Reproduce the listing below word for word, from the line containing "Where can the cow nose" through the end of the listing, including both ends. Leave the pictures out of your answer.

═══ PROVIDED MATERIAL ═══

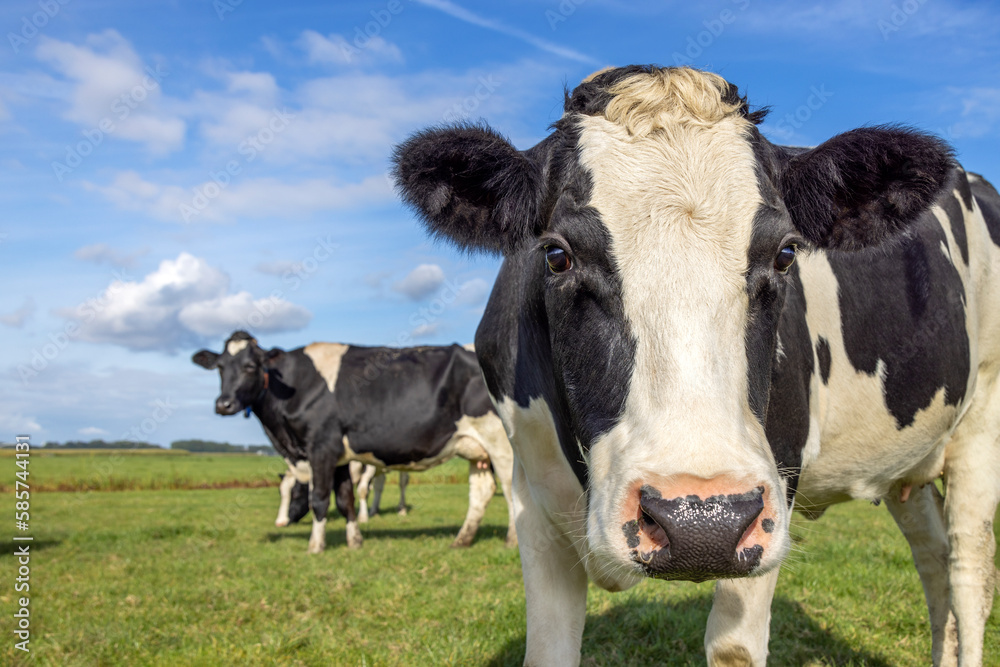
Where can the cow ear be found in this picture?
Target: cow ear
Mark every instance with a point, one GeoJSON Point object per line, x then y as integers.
{"type": "Point", "coordinates": [273, 357]}
{"type": "Point", "coordinates": [471, 186]}
{"type": "Point", "coordinates": [205, 359]}
{"type": "Point", "coordinates": [862, 187]}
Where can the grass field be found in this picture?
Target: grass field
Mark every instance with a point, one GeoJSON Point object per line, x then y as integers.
{"type": "Point", "coordinates": [202, 577]}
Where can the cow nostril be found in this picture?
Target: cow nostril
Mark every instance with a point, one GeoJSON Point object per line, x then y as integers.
{"type": "Point", "coordinates": [652, 529]}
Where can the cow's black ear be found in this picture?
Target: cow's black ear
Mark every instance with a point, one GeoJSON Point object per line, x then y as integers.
{"type": "Point", "coordinates": [205, 359]}
{"type": "Point", "coordinates": [862, 187]}
{"type": "Point", "coordinates": [470, 185]}
{"type": "Point", "coordinates": [273, 357]}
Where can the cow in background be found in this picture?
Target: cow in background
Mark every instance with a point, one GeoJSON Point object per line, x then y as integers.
{"type": "Point", "coordinates": [327, 404]}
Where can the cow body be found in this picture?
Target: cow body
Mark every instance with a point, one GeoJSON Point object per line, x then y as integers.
{"type": "Point", "coordinates": [327, 404]}
{"type": "Point", "coordinates": [674, 382]}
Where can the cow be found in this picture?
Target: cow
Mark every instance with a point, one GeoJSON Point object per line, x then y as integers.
{"type": "Point", "coordinates": [695, 330]}
{"type": "Point", "coordinates": [363, 477]}
{"type": "Point", "coordinates": [372, 477]}
{"type": "Point", "coordinates": [326, 404]}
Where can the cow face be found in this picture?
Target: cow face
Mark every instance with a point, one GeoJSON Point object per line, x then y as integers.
{"type": "Point", "coordinates": [242, 370]}
{"type": "Point", "coordinates": [650, 243]}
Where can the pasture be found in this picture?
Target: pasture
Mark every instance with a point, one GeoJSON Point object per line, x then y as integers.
{"type": "Point", "coordinates": [167, 573]}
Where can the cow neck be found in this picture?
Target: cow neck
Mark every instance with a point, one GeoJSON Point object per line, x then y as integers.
{"type": "Point", "coordinates": [263, 390]}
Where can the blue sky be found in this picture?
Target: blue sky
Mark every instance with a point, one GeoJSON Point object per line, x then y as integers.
{"type": "Point", "coordinates": [174, 170]}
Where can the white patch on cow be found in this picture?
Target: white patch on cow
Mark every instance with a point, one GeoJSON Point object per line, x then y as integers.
{"type": "Point", "coordinates": [531, 432]}
{"type": "Point", "coordinates": [550, 510]}
{"type": "Point", "coordinates": [354, 539]}
{"type": "Point", "coordinates": [285, 488]}
{"type": "Point", "coordinates": [367, 458]}
{"type": "Point", "coordinates": [676, 187]}
{"type": "Point", "coordinates": [234, 347]}
{"type": "Point", "coordinates": [326, 358]}
{"type": "Point", "coordinates": [863, 451]}
{"type": "Point", "coordinates": [948, 247]}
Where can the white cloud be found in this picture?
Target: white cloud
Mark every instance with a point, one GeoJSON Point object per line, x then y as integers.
{"type": "Point", "coordinates": [336, 50]}
{"type": "Point", "coordinates": [425, 330]}
{"type": "Point", "coordinates": [180, 304]}
{"type": "Point", "coordinates": [19, 317]}
{"type": "Point", "coordinates": [101, 253]}
{"type": "Point", "coordinates": [110, 86]}
{"type": "Point", "coordinates": [421, 282]}
{"type": "Point", "coordinates": [465, 15]}
{"type": "Point", "coordinates": [217, 317]}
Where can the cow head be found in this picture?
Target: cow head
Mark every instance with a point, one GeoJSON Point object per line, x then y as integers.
{"type": "Point", "coordinates": [650, 244]}
{"type": "Point", "coordinates": [242, 367]}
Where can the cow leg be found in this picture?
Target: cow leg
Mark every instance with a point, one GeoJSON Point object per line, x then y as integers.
{"type": "Point", "coordinates": [377, 486]}
{"type": "Point", "coordinates": [494, 440]}
{"type": "Point", "coordinates": [555, 583]}
{"type": "Point", "coordinates": [740, 621]}
{"type": "Point", "coordinates": [972, 474]}
{"type": "Point", "coordinates": [285, 488]}
{"type": "Point", "coordinates": [481, 488]}
{"type": "Point", "coordinates": [921, 520]}
{"type": "Point", "coordinates": [324, 478]}
{"type": "Point", "coordinates": [344, 486]}
{"type": "Point", "coordinates": [404, 479]}
{"type": "Point", "coordinates": [364, 483]}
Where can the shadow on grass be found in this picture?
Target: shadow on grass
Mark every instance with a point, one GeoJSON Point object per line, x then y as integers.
{"type": "Point", "coordinates": [336, 535]}
{"type": "Point", "coordinates": [653, 633]}
{"type": "Point", "coordinates": [35, 546]}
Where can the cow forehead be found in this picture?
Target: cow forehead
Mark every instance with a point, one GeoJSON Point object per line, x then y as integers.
{"type": "Point", "coordinates": [679, 203]}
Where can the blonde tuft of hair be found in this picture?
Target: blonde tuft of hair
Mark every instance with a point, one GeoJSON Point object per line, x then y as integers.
{"type": "Point", "coordinates": [645, 102]}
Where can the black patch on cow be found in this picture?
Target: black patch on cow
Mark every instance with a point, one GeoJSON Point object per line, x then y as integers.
{"type": "Point", "coordinates": [468, 184]}
{"type": "Point", "coordinates": [778, 388]}
{"type": "Point", "coordinates": [989, 203]}
{"type": "Point", "coordinates": [865, 186]}
{"type": "Point", "coordinates": [921, 339]}
{"type": "Point", "coordinates": [956, 219]}
{"type": "Point", "coordinates": [562, 338]}
{"type": "Point", "coordinates": [823, 356]}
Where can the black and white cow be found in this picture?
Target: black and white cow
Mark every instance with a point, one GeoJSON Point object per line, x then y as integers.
{"type": "Point", "coordinates": [694, 329]}
{"type": "Point", "coordinates": [326, 404]}
{"type": "Point", "coordinates": [294, 492]}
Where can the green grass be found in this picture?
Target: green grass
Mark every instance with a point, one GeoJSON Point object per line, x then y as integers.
{"type": "Point", "coordinates": [135, 470]}
{"type": "Point", "coordinates": [201, 577]}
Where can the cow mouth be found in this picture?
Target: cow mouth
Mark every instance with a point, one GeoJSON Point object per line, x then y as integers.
{"type": "Point", "coordinates": [692, 539]}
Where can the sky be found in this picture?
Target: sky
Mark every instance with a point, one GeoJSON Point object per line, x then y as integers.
{"type": "Point", "coordinates": [177, 170]}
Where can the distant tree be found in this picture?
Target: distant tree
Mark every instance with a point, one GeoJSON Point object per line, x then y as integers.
{"type": "Point", "coordinates": [196, 445]}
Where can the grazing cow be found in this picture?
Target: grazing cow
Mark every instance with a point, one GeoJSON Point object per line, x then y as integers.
{"type": "Point", "coordinates": [363, 477]}
{"type": "Point", "coordinates": [371, 477]}
{"type": "Point", "coordinates": [326, 404]}
{"type": "Point", "coordinates": [694, 329]}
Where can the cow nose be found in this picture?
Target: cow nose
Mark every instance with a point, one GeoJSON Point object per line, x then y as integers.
{"type": "Point", "coordinates": [694, 539]}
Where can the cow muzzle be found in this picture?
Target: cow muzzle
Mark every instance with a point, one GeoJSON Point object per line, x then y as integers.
{"type": "Point", "coordinates": [697, 534]}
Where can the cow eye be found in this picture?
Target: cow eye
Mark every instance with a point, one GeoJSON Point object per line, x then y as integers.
{"type": "Point", "coordinates": [557, 259]}
{"type": "Point", "coordinates": [785, 258]}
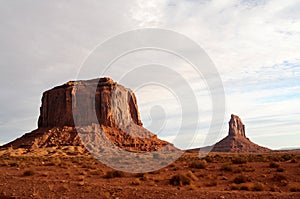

═══

▶ _REPLY TO THE TASK_
Where can the cow nose be found in this picture?
Target: cow nose
Mark every instance with a point, one GeoJSON Point object per line, x then y as integers.
{"type": "Point", "coordinates": [694, 539]}
Where can the cow muzzle be found in this picture?
Target: cow muzzle
Mark every instance with a point, one GeoJSON Point object per line, x then y as integers.
{"type": "Point", "coordinates": [697, 534]}
Where can the cow eye be found in this picture?
Target: cow eye
Mark every instance with a point, one GeoJSON Point object per line, x then y as integers.
{"type": "Point", "coordinates": [557, 259]}
{"type": "Point", "coordinates": [785, 258]}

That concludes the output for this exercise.